| Consegna 1 |
Rispondi a queste domande sul testo sul diritto alla famiglia:
(a) In quale città e in quali date si è svolto il Congresso mondiale sui diritti del fanciullo?
(b) Secondo il primo documento, quali internati si dovranno ricercare?
(c) Secondo il secondo documento, qual è il primo ambiente di inserimento sociale dell'insufficiente mentale?
| Consegna 2 |
Cita dal testo sul diritto alla famiglia il passo che va da "Va anzitutto affermato" a "alla sua famiglia.".

| Testo da leggere |

Va anzitutto affermato come chiaro e
irrecusabile diritto di tutti gli handicappati
il diritto alla famiglia, come
parte fondamentale dei diritti più generali al pieno sviluppo della propria
personalità e all'integrazione sociale e professionale. Basterà citare due
documenti del Bureau Internationale
Catholique de l'Enfance che
si è posto all'avanguardia in queste affermazioni di diritti. Nel primo
documento dedicato ai «Diritti dei minori
handicappati fisici e psichici, e delinquenti» (a conclusione del
Congresso mondiale sui diritti del fanciullo, Beiruth, 16-23 aprile 1963) è detto: «Il fanciullo handicappato ha diritto alla sua famiglia.
L'aiuto che lo Stato deve dare ad essa non deve arrivare
a farle perdere il senso delle sue responsabilità ed a toglierle la sua autorità
naturale. Si dovranno sviluppare invece le soluzioni di assistenza
educativa e di rieducazione a domicilio e in esternato. Per quanto concerne gli
internati si ricercheranno quelli organizzati a nuclei familiari e con un
numero limitato di assistiti».
Nel secondo documento dedicato a «L'integrazione sociale, professionale ed
ecclesiale dell'insufficiente mentale» (a conclusione della Conferenza di esperti sull'argomento, Roma, 30 gennaio - 1 febbraio
1965), viene ribadito tale diritto: «Essendo la famiglia il primo ambiente di inserimento sociale dell'insufficiente mentale, è necessario
che essa possa beneficiare di un aiuto precoce e continuo, nel rispetto dei
suoi diritti fondamentali e delle sue responsabilità.

| Dati forniti |
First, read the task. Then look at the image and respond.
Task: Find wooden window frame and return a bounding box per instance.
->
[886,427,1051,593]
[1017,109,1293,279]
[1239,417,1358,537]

| Risultato 1 |
(a) A Beiruth, dal 16 al 23 aprile 1963.
(b) Quelli organizzati a nuclei familiari e con un numero limitato di assistiti.
(c) La famiglia.

| Risultato 2 |
Va anzitutto affermato come chiaro e
irrecusabile diritto di tutti gli handicappati
il diritto alla famiglia, come
parte fondamentale dei diritti più generali al pieno sviluppo della propria
personalità e all'integrazione sociale e professionale. Basterà citare due
documenti del Bureau Internationale
Catholique de l'Enfance che
si è posto all'avanguardia in queste affermazioni di diritti. Nel primo
documento dedicato ai «Diritti dei minori
handicappati fisici e psichici, e delinquenti» (a conclusione del
Congresso mondiale sui diritti del fanciullo, Beiruth, 16-23 aprile 1963) è detto: «Il fanciullo handicappato ha diritto alla sua famiglia.